▶ [Written problem]:
Lay out the listing below, from the line containing "blue jacket, where" to the line containing "x=281, y=122", both included, as a JSON list of strings with one string per line and blank lines omitted.

▶ [Dataset records]:
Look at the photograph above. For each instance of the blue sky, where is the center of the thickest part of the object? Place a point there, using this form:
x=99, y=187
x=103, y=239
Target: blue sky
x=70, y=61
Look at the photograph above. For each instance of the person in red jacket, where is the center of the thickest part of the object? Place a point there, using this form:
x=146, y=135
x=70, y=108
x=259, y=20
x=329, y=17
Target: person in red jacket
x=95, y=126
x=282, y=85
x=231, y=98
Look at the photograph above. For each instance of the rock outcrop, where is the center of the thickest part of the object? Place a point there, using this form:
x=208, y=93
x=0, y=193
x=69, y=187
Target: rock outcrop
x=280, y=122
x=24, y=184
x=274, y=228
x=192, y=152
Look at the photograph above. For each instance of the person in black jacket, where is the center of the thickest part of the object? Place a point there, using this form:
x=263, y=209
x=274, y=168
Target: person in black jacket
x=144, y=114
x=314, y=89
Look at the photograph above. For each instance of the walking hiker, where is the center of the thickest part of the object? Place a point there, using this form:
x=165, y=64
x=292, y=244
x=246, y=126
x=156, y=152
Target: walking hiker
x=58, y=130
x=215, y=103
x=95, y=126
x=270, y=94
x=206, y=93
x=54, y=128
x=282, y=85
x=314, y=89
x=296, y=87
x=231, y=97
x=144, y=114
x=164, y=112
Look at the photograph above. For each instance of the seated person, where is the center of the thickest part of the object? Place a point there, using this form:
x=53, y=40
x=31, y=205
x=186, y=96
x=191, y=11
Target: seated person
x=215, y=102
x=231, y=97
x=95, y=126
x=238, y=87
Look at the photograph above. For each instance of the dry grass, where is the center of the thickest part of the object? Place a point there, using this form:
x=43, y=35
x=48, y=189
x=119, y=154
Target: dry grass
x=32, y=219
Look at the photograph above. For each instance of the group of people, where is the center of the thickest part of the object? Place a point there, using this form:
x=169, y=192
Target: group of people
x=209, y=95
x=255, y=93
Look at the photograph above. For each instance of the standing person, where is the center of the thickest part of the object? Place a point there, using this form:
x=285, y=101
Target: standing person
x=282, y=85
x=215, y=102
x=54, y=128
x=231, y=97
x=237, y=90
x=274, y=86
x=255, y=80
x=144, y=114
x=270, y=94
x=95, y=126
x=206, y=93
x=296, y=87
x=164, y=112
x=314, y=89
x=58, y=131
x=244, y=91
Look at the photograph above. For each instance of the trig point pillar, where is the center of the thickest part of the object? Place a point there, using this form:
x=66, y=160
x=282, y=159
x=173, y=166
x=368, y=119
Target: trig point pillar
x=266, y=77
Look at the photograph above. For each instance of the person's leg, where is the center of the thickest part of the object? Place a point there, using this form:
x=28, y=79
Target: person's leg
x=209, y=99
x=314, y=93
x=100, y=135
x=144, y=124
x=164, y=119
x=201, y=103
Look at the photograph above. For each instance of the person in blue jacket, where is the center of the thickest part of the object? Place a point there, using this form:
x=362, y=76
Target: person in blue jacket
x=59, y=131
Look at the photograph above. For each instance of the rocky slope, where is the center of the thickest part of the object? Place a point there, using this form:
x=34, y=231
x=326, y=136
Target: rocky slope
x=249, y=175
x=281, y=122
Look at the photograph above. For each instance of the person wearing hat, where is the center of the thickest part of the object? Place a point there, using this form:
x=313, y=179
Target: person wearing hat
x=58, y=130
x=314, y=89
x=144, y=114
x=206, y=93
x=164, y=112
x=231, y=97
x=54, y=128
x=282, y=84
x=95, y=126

▶ [Answer to the problem]:
[
  "Look at the photograph above. For each instance of the person in blue jacket, where is the center of the thickest part of the object? Place a point there, using this form:",
  "x=362, y=76",
  "Target: person in blue jacket",
  "x=59, y=131",
  "Look at the photograph above. For each instance of the rocky slope, where is the center of the thickest part of the object? Place a point there, using this form:",
  "x=34, y=231",
  "x=326, y=136",
  "Target: rocky slope",
  "x=249, y=175",
  "x=281, y=122"
]